━━━ SELECTED EXTRACT ━━━

# Franklin suicide by cop..........



## Guest (Oct 16, 2006)

TV news just had "breaking news" that Police in Franklin shot and killed a man who had barricaded himself inside his home after learning that his wife obtained a restraining order this afternoon. Nothing on the web as of yet. Anybody have more details?


----------



## adroitcuffs (Jun 3, 2006)

http://www3.whdh.com/news/articles/local/BO31223/


----------



## MM1799 (Sep 14, 2006)

You are _really_ a POS when not only do you put your family through hell by committing suicide.. but you put another whole family (the officer's) through hell aswell.
I hope the officer recovers from any emotional stress and I wish him the best.


----------



## dave7336 (Mar 25, 2006)

MM1799 said:


> You are _really_ a POS when not only do you put your family through hell by committing suicide.. but you put another whole family (the officer's) through hell aswell.
> I hope the officer recovers from any emotional stress and I wish him the best.


I agree 100%


----------



## justanotherparatrooper (Aug 27, 2006)

3rd that


----------



## mpd61 (Aug 7, 2002)

USMCMP5811 said:


> Police from across the state responded to the call, with cruisers from *Braintree*, *Norwood, Wellesley*, Bellingham and Franklin lined up outside the Franklin Police Station last night.
> Standing before the station's front doors late in the evening, Keating said officers had spent much of the afternoon negotiating directly with McCarthy and had also used *a third party. *
> .
> 
> ...


Were those towns there after the fact for moral support, or was it a LEC rollout?
Who was the third party? Bristol County Sheriff?:sh:


----------



## pararezq (Sep 15, 2006)

looked like a lec roll out...


----------



## pucknut (Sep 3, 2004)

mpd61 said:


> Were those towns there after the fact for moral support, or was it a LEC rollout?
> Who was the third party? Bristol County Sheriff?:sh:


Does it really matter? enough of the BS, I hope the officer is OK.


----------



## pararezq (Sep 15, 2006)

agreed


----------



## Sircopalot (Oct 16, 2006)

A great job by all.. But I hear that some of the SWAT guys had a fight ( Fist Fight )with the SWAT commander in the middle of the street after the incident. Does anyone know why???


----------



## dcs2244 (Jan 29, 2004)

Who can blame the guy? He did live in Franklin after all...

Seriously, I question the timing...we are approaching hunting season. This is a popular move by women here in western mass to give hubby/boyfriend a tickle...


----------



## pararezq (Sep 15, 2006)

━━━ SUPPLIED RECORDS ━━━

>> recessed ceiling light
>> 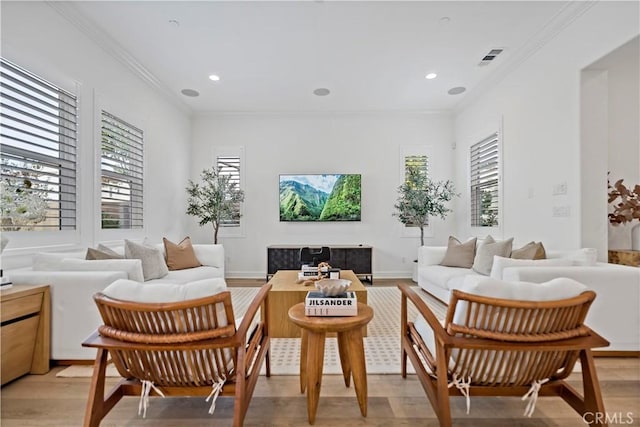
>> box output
[313,87,331,96]
[447,86,467,95]
[180,89,200,98]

━━━

### CHALLENGE
Rewrite the forum thread from "## Sircopalot (Oct" up to and including "Franklin after all...", putting "team leader" wherever "SWAT commander" appears.

### FINISHED TASK
## Sircopalot (Oct 16, 2006)

A great job by all.. But I hear that some of the SWAT guys had a fight ( Fist Fight )with the team leader in the middle of the street after the incident. Does anyone know why???


----------



## dcs2244 (Jan 29, 2004)

Who can blame the guy? He did live in Franklin after all...